WHAT IS EXPECTED: Give back the full material, exactly as it reads.

RECORD EXTRACTS:
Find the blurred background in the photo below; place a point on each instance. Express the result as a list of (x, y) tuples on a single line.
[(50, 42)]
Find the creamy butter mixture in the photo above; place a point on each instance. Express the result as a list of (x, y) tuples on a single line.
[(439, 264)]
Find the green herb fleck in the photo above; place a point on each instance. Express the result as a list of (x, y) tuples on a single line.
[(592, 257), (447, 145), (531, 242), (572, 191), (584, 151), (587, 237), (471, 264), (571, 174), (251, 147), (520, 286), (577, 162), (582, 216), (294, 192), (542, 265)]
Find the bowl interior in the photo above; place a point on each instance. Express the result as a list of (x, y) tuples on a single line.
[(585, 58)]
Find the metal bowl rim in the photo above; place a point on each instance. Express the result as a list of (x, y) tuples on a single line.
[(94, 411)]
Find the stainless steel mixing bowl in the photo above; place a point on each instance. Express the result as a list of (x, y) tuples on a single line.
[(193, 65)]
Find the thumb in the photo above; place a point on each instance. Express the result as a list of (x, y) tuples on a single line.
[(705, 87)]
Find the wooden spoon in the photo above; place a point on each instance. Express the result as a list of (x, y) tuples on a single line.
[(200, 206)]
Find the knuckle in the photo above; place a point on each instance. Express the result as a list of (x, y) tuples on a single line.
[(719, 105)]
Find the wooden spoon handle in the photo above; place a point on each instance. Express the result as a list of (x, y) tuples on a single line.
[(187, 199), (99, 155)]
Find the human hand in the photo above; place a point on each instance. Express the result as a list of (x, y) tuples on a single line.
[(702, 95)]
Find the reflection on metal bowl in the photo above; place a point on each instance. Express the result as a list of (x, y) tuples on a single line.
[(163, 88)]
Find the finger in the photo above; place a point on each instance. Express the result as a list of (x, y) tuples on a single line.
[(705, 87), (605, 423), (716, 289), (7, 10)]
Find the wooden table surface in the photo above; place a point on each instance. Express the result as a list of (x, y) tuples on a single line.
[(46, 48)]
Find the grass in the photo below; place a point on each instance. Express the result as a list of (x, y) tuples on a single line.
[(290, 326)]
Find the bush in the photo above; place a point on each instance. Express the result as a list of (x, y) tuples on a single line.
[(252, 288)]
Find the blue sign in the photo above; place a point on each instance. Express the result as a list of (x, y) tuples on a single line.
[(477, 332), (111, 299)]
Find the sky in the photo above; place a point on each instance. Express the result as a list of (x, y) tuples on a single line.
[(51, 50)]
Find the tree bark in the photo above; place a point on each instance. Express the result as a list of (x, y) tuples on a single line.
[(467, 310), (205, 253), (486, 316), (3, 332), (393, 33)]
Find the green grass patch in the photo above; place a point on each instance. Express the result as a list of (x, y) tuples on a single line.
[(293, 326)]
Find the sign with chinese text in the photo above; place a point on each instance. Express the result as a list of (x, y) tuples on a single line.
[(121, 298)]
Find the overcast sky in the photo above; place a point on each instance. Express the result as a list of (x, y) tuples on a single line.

RESULT FOR THIS EXERCISE:
Find the blurred background in the photo below; place a point on each instance. Express the result as a list of (x, y) tuples on a single line.
[(50, 42)]
Find the creamy butter mixture in the photo above; place a point on each instance. Express the result as a list of (x, y) tuples on a single line.
[(439, 264)]
Find the green herb fleck in the photo above; place a point on each instance. Express the result as a list of (x, y) tuples on a single line.
[(592, 257), (447, 145), (531, 242), (572, 191), (584, 151), (587, 237), (471, 264), (571, 174), (251, 147), (520, 286), (577, 162), (582, 216), (294, 192), (542, 265)]
Find the bowl interior in the photo above; place a point on each instance. Express the result as a list of (x, y) tuples on a single line.
[(585, 58)]
Find the metal bowl rim in the photo above; place a point on each instance. Express the result as a list of (x, y) tuples on a single line.
[(94, 411)]
Find the stainless steel mixing bowl in the photo above; place a point on each instance. Express the result as a list of (x, y) tuples on a single line.
[(193, 65)]
Find the thumb in the photo above; place a point on each instance. Express the result as a list of (x, y) tuples on a single line.
[(705, 87)]
Find the wooden spoon in the photo above; place a point on each instance. Express the result as a list of (x, y) tuples on a single line.
[(200, 206)]
Find the knuckle in the photo above; place a point on each instance. Express the result as a list of (x, y) tuples on a single line.
[(719, 105)]
Find the wooden spoon handle in the photo above; place a point on each instance. Express the result as a list of (x, y) tuples on a single line.
[(187, 199), (99, 155)]
Find the human hand in the photo above; place a point on each instance. Express the result as a list of (x, y) tuples on a single line.
[(702, 95)]
Find the reflection on metal bowl in the photo above; place a point on each instance. Express the result as a list of (x, y) tuples on a single line.
[(163, 88)]
Find the finger in the photo above; place a point on each instance. Express the result as a list of (x, y) tuples on a single line.
[(705, 87), (605, 423), (716, 289), (7, 10)]
Find the wooden table surface in the photo above; place a point on each instance. Express the result as a list of (x, y) tuples on a single line.
[(46, 48)]
Find the grass in the photo below; place a point on each instance. Express the result as a list of (x, y) tuples on a single line.
[(290, 326)]
Find the bush in the photo above; place a point on each instance. Express the result as a list of (x, y) tuples on a single line.
[(252, 288)]
Find the blue sign in the photo above; place a point on each instance. Express the result as a list of (x, y) tuples on a single line.
[(477, 332), (111, 299)]
Find the sky in the photo above; place a point on each instance. Express the result as a list of (x, y) tuples on a single line.
[(51, 50)]
Find the tree bark in the photo above; place a point on each instance. Express the result as a list of (x, y) tuples on a single line.
[(467, 310), (205, 253), (486, 316), (3, 332), (393, 33)]
Find the green grass patch in the photo above; place a point on each instance. Express the result as a list of (x, y) tuples on a single line.
[(293, 326)]
Find the sign with chinese text in the photo above; place a point on each instance. Express the result as a list of (x, y) tuples on a single line.
[(121, 298)]
Find the overcast sky in the photo above; place a point on each instance. Express the result as a list of (x, y) tuples on a single line.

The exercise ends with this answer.